** Start SOURCE DATA **

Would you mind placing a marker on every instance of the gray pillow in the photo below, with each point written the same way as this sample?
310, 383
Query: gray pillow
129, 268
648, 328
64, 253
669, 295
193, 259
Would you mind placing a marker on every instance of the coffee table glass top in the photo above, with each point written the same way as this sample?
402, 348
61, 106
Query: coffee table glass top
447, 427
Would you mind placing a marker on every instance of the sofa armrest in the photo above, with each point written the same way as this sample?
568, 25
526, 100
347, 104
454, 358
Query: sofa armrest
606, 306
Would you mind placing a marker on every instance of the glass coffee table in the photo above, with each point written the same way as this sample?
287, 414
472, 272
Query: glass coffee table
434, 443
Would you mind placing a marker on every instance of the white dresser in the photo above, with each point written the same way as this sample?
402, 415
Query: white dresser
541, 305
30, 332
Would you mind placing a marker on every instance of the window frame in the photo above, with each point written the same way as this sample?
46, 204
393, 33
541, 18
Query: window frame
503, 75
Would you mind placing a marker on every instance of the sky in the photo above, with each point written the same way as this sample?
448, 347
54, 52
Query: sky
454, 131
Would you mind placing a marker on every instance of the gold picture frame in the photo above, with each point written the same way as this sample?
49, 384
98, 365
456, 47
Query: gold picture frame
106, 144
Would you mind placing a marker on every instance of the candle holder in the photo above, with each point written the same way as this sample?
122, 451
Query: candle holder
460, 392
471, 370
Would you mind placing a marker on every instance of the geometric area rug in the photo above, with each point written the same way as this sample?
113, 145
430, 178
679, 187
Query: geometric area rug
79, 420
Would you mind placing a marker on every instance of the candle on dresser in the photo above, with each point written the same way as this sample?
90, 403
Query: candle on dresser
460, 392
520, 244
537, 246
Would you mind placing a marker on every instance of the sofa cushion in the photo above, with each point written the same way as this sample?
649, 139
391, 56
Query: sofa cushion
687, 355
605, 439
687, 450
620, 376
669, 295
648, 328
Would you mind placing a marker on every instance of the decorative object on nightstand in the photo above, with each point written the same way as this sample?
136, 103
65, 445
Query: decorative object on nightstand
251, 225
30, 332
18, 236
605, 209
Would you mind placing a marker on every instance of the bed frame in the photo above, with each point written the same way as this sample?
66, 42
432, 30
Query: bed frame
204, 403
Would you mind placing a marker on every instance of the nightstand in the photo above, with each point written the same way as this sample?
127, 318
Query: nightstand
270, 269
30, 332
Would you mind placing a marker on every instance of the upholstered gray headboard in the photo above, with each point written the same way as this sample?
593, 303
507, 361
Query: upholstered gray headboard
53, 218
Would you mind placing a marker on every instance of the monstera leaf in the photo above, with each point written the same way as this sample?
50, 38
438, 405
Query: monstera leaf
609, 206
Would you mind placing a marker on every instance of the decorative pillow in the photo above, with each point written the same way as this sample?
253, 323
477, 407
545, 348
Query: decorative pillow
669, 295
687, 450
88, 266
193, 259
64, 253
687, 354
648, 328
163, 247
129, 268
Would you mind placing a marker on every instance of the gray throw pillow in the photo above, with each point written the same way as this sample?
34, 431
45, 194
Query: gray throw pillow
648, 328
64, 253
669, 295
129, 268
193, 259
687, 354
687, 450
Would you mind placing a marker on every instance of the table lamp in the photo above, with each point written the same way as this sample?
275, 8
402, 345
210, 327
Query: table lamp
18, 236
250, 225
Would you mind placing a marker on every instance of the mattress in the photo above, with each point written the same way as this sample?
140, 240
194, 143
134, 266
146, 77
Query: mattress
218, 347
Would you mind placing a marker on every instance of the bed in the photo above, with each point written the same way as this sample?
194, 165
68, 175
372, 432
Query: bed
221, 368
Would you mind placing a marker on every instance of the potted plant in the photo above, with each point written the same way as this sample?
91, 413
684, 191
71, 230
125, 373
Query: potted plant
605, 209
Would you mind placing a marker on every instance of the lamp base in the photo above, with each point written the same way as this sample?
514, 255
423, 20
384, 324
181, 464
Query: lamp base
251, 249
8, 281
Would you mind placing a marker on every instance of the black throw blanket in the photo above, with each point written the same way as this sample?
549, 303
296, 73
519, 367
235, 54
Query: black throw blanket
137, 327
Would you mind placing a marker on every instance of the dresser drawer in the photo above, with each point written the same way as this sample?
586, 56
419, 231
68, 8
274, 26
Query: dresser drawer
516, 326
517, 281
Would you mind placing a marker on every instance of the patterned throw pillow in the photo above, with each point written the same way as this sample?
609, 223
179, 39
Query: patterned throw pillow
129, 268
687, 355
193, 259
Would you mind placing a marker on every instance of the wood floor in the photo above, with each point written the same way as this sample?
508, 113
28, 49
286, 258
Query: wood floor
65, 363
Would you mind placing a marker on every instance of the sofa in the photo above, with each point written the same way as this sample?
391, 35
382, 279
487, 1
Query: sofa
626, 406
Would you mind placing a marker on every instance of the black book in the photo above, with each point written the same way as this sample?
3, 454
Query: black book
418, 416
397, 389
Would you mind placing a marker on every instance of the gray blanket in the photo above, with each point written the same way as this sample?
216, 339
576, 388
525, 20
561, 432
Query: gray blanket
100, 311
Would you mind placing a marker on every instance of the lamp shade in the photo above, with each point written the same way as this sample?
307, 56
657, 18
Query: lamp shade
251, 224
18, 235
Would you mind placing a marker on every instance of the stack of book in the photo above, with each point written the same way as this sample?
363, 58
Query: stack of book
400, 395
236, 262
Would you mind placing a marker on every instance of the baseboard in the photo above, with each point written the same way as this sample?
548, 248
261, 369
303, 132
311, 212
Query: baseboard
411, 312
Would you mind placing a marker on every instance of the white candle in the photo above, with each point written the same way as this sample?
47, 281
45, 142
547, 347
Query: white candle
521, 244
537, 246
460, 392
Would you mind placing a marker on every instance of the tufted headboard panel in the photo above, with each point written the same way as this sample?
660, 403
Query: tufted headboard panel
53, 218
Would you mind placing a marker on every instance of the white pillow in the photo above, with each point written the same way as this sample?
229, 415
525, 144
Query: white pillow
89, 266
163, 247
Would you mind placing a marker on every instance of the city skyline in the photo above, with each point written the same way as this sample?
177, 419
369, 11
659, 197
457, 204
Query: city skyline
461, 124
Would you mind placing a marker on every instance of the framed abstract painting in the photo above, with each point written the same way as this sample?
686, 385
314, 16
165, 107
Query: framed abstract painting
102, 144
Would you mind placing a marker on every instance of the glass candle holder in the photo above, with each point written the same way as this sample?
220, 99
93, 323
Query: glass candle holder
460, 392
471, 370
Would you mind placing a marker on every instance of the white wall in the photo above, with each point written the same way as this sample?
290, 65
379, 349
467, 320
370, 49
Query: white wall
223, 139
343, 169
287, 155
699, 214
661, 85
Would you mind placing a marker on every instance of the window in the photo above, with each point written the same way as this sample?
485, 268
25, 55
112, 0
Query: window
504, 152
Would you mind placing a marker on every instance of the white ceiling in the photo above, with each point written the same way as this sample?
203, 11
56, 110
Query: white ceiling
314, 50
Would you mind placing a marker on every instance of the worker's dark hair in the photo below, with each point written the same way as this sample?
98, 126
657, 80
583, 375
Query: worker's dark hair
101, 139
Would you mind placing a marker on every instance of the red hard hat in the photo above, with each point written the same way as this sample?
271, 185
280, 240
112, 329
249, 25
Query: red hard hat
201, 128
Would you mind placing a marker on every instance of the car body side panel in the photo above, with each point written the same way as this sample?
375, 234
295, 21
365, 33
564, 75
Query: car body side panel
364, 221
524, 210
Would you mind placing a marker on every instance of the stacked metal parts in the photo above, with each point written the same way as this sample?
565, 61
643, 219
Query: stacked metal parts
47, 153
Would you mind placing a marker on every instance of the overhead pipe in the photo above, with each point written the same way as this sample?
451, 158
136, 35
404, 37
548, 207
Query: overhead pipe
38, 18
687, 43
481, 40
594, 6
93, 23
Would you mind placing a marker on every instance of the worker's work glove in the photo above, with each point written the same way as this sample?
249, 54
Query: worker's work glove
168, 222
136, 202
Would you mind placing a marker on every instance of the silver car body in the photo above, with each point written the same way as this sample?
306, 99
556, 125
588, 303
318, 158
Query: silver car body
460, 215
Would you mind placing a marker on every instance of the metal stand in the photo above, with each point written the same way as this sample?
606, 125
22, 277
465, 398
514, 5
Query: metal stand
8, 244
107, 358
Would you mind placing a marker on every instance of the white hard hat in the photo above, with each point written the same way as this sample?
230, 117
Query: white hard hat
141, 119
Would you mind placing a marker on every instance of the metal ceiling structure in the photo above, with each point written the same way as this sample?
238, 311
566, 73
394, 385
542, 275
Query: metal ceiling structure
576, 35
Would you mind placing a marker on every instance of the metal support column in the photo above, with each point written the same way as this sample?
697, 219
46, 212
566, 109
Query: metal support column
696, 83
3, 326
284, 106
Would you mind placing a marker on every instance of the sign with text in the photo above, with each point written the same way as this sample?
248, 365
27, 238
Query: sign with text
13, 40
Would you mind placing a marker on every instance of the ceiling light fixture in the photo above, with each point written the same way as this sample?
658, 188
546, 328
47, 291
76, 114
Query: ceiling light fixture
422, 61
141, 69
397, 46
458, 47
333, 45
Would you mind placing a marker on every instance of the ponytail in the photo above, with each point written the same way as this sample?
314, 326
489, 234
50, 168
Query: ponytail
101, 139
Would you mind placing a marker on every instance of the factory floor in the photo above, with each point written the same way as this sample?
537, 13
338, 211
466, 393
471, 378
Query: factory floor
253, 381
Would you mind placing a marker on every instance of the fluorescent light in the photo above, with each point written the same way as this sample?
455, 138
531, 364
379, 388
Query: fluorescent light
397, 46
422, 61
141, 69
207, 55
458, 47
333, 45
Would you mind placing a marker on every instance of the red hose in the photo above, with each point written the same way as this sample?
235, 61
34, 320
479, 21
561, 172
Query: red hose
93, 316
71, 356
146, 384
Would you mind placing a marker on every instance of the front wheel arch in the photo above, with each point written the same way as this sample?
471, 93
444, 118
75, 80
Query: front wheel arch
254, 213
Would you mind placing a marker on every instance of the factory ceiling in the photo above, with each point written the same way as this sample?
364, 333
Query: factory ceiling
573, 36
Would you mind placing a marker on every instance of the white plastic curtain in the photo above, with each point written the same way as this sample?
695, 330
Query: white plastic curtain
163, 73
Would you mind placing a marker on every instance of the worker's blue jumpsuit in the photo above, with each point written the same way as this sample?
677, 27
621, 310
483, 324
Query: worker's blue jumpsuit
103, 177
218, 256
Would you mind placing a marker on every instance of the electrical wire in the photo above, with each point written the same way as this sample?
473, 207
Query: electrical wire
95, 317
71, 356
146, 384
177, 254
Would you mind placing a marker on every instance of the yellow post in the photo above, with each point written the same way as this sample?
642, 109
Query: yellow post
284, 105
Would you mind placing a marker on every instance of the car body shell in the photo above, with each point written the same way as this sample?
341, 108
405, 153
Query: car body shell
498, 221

** End SOURCE DATA **
** Start SOURCE DATA **

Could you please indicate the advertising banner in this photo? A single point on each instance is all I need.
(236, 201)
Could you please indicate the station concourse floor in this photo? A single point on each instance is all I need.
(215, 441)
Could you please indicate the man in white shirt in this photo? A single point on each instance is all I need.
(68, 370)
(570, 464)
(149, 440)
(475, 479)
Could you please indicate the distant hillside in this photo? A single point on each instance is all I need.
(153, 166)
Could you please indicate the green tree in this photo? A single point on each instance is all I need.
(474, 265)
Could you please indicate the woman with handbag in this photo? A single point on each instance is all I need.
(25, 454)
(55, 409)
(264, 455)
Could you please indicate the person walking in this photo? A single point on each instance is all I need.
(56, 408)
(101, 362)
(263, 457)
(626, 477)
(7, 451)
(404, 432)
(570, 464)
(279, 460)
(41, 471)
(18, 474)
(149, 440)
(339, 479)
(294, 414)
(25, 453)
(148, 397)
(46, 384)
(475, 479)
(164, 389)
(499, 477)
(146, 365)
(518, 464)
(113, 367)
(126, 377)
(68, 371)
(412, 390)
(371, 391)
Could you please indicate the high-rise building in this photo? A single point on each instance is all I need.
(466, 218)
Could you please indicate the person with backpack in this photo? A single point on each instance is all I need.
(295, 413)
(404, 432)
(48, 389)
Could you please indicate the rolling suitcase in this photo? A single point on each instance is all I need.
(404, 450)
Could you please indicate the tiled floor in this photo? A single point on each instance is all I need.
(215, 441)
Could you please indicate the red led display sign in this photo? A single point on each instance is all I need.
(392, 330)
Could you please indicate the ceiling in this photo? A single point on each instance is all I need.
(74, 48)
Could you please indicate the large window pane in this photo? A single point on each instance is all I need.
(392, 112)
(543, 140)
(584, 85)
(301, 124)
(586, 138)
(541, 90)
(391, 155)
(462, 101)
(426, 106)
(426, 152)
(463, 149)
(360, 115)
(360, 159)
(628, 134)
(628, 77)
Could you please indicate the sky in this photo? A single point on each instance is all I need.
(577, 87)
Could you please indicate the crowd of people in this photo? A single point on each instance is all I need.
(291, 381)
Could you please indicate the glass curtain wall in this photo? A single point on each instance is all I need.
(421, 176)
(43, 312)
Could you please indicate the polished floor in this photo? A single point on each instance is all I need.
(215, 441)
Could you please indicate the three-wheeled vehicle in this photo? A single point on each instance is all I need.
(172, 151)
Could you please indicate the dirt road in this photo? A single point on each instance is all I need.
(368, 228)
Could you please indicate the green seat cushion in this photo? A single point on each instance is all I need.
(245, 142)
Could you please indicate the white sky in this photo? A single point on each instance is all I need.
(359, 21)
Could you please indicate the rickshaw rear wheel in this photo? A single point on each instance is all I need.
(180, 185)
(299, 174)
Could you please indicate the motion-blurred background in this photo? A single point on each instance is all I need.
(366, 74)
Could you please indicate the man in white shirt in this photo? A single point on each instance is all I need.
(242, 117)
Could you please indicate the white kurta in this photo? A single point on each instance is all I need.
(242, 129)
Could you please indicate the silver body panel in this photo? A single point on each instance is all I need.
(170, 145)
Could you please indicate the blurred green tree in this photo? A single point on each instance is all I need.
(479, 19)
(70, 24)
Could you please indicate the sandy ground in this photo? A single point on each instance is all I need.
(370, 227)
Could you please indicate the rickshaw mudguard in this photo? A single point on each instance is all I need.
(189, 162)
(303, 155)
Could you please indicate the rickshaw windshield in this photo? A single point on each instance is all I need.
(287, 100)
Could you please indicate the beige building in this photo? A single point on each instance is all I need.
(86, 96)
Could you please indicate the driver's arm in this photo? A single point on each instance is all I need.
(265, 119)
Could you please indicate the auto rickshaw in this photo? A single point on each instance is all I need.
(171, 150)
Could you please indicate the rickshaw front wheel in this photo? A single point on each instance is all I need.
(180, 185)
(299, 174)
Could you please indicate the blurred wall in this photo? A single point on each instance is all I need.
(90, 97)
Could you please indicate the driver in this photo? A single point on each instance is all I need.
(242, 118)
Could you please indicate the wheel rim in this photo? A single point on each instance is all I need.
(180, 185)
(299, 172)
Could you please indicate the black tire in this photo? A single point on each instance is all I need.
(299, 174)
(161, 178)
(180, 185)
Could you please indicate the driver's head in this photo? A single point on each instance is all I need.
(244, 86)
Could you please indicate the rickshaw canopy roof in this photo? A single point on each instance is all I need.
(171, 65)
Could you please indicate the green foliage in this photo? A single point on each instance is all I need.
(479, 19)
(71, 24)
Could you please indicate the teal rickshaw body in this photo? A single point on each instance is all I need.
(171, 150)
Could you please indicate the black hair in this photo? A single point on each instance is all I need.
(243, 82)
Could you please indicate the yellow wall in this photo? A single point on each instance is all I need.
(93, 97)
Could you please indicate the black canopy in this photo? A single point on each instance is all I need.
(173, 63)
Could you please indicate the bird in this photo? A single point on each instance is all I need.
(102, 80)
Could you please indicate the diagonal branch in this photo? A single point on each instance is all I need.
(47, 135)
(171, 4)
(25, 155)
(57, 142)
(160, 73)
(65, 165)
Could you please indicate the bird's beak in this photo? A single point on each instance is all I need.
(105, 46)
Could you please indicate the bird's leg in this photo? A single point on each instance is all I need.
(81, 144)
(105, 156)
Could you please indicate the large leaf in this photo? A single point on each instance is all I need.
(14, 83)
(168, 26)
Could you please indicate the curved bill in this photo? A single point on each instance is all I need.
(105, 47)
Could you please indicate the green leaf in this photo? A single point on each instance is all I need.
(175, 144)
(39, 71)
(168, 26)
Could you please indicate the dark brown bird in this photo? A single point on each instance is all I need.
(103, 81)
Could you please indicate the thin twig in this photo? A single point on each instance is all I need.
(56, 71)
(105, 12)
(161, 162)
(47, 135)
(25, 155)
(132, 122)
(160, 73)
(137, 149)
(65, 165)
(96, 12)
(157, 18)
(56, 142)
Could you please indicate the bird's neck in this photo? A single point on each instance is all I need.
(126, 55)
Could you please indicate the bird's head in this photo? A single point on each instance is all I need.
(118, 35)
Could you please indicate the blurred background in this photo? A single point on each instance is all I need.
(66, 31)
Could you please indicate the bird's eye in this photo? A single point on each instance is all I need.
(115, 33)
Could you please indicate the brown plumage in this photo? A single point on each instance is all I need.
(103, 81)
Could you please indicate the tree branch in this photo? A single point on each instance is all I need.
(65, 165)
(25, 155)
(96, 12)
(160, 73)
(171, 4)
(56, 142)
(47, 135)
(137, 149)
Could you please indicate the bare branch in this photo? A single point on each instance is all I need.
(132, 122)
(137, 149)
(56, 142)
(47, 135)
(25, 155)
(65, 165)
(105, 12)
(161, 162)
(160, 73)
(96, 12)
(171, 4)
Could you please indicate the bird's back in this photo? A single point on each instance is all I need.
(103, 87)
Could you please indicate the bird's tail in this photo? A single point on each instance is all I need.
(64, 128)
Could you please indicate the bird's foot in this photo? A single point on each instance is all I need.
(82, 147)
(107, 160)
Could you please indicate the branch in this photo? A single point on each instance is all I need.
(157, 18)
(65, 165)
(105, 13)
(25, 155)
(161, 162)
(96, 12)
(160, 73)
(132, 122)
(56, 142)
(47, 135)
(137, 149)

** End SOURCE DATA **

Gather every line in the data above that contains the string "front" and reproduce each such line in full.

◆ **WORKED SOLUTION**
Would you mind placing a marker on every instance of the front wheel arch in the photo above, with each point written the same way as this sample?
Query: front wheel arch
Could you please indicate the rickshaw front wheel in this photo? A single point on each instance is all I need.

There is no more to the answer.